* [Things to do]
• A. In the film review, what does the grandmother buy the boy after she spots the newspaper clipping of a cyclist?
• B. Write out the part of the film review from "The film begins" up to and including "the yard.  Fade out.".

* [Passage shown]
........

The Triplets Of Belleville is completely different from any other animated film you’ve likely seen in the past few years.  With absolutely minimal dialogue—maybe 10 or 15 lines scattered throughout the film—the Triplets tells its story almost entirely through visuals.  The animation style looks back to the earliest days of animation with character designs reminiscent of those old Steamboat Willy cartoons fused with the art deco style of the 1930’s, which coincidentally is the era the film opens in.

The film begins with a lonely little fat kid, stuck living with his grandmother in the middle of nowhere and extremely bored.  Grandma tries everything she can think of to cheer up the child, including buying him a puppy, without any luck… until she spots a newspaper clipping of a cyclist pinned to the wall beside his bed.  She buys him a tricycle which he happily rides in circles around and around in the yard.  Fade out.

When we rejoin the trio, the lonely little fat kid is now a lean beanpole in training for the Tour de France with the help of his Grandma, while the dog, now very large, contents himself by barking at passing trains from the upstairs window and waiting for the humans to come home and feed him.  Tragedy strikes when the grandson, along with two other riders, is kidnapped and taken to parts unknown during the Tour.  It is up to the grandmother and dog to travel across the country to find and save him.  Along the way, they meet up with the Triplets of the title, an old Vaudeville act whose star has now faded and who come along to help out.  They also blow up a lot of frogs.

The characters in this film are rich and full, and the entire film is loaded with a sense of whimsy and fantasy from start to finish that puts anything Disney has done for at least the past decade to shame.  In particular, the work on the dog deserves special notice as the animators have absolutely nailed every little tick and mannerism, and the dog dream sequences are absolutely hysterical.

........

* [Provided records]
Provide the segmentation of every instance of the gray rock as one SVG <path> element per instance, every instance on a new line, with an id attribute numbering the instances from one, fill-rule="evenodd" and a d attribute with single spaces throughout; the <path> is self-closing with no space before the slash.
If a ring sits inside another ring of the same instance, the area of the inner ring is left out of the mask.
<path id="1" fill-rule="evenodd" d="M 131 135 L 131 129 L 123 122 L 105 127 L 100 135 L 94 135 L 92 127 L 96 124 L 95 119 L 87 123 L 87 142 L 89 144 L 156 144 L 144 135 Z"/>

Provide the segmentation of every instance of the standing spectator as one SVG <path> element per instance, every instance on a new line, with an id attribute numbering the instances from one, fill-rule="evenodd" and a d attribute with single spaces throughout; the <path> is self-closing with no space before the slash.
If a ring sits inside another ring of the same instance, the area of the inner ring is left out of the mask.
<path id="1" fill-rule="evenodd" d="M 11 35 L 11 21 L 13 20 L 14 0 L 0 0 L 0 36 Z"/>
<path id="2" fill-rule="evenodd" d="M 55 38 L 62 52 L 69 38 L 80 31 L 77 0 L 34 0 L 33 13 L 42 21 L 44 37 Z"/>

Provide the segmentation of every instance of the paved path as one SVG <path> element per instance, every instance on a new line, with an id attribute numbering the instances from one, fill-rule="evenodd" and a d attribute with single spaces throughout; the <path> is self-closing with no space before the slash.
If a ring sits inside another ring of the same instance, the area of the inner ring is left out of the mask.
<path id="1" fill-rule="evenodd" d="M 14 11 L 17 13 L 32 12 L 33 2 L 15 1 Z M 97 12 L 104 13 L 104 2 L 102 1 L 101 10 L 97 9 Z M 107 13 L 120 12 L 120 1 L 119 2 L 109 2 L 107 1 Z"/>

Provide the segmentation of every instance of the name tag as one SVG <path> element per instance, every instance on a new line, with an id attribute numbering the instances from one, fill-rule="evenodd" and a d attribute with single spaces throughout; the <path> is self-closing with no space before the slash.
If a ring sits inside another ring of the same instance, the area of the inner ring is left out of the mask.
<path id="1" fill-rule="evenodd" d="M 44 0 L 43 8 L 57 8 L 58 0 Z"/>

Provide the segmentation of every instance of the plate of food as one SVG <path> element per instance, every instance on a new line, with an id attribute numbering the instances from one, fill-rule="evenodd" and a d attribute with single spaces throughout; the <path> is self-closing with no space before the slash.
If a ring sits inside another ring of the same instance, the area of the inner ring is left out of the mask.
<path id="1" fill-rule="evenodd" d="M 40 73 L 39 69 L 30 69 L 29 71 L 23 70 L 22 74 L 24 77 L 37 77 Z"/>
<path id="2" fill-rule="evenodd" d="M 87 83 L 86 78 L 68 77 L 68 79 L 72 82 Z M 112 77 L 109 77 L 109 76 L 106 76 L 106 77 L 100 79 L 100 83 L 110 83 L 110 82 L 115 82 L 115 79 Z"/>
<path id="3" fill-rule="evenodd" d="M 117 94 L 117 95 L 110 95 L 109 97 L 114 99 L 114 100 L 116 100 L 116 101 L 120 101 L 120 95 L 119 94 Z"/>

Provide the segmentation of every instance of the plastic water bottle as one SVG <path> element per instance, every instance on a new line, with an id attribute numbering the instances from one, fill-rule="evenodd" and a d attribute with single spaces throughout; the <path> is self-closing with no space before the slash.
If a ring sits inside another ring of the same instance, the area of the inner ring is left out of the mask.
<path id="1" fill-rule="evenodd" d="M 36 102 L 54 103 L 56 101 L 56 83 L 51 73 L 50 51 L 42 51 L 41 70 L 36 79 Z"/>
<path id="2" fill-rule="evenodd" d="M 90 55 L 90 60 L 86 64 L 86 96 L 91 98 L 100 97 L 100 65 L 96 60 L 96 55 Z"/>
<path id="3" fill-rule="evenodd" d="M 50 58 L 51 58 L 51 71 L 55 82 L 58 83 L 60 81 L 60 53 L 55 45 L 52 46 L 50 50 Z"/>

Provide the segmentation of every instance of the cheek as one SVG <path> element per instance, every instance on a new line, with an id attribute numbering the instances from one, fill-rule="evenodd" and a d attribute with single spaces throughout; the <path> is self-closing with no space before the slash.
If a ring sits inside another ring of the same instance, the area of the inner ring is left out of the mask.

........

* [Results of the exercise]
• A. A tricycle.

• B.
The film begins with a lonely little fat kid, stuck living with his grandmother in the middle of nowhere and extremely bored.  Grandma tries everything she can think of to cheer up the child, including buying him a puppy, without any luck… until she spots a newspaper clipping of a cyclist pinned to the wall beside his bed.  She buys him a tricycle which he happily rides in circles around and around in the yard.  Fade out.